Wednesday, January 28, 2015

Debts, connections and crabgrass

Guest blog by Peter Terry, associate professor of IT and music
Originally presented as a Faculty Meeting opening meditation

Peter Terry and mentor Robert Longfield
I've been thinking a lot about debts. I lost a great mentor this summer: my guitar teacher of 16 years.

Charlie Tomlin was an incredible musician and teacher, and became a great friend. Like many things of importance in my life, we met through chance. His unexpected death left me well aware of how easy it is to leave important things unsaid.

This summer I also read a biography of the great German composer, Joseph Haydn, who was the father of both the string quartet and the symphony. Both of these events have led me to meditate on the nature of debts, the interconnectedness of all of us, and of the holy calling of teaching.
◆ ◆ ◆ ◆ ◆
**PROBLEM 1**
Answer these questions about the blog post:
(a) What relationship did Charlie Tomlin have to the author, and for how many years?
(b) Whose biography did the author read this summer?
(c) How was the post originally presented?
These rows have no connection to the blog post.

Items from a data source
◆ ◆ ◆ ◆ ◆
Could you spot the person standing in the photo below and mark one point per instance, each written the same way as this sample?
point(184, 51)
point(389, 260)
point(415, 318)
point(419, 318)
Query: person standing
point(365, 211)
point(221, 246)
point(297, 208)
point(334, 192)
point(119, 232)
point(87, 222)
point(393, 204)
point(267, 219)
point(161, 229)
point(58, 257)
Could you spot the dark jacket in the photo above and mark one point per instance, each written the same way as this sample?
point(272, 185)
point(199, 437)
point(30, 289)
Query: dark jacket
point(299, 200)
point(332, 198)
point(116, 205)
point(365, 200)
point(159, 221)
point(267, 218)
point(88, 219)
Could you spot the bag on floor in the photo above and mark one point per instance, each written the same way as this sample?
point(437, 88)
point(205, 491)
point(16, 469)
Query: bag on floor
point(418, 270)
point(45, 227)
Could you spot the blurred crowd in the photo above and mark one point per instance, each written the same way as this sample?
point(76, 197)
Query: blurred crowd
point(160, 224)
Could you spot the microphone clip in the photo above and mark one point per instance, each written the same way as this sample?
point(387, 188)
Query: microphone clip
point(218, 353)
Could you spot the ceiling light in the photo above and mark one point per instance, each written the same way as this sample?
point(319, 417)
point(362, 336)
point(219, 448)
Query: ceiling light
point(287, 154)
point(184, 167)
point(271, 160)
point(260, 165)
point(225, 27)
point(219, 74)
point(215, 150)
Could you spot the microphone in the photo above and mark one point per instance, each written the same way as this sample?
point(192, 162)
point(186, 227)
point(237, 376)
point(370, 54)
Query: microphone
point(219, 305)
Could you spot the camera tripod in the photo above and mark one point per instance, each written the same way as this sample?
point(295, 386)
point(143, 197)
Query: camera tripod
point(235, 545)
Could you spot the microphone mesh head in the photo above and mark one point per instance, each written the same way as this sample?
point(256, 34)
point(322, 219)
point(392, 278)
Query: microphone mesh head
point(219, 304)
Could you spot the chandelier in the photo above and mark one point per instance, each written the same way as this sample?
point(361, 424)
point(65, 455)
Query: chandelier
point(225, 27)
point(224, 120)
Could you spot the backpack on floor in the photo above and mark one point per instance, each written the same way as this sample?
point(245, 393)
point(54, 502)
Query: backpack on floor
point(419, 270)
◆ ◆ ◆ ◆ ◆
**PROBLEM 2**
Revise the rows from the line with "Could you spot the bag" up to and including the line with "point(160, 224)", replacing "blurred crowd" with "crowd in background" and leaving everything else unchanged. Return only those lines.

**WRITTEN RESPONSE 1**
(a) Charlie Tomlin was the author's guitar teacher for 16 years.
(b) The author read a biography of the German composer Joseph Haydn.
(c) It was originally presented as a Faculty Meeting opening meditation.

**WRITTEN RESPONSE 2**
Could you spot the bag on floor in the photo above and mark one point per instance, each written the same way as this sample?
point(437, 88)
point(205, 491)
point(16, 469)
Query: bag on floor
point(418, 270)
point(45, 227)
Could you spot the crowd in background in the photo above and mark one point per instance, each written the same way as this sample?
point(76, 197)
Query: crowd in background
point(160, 224)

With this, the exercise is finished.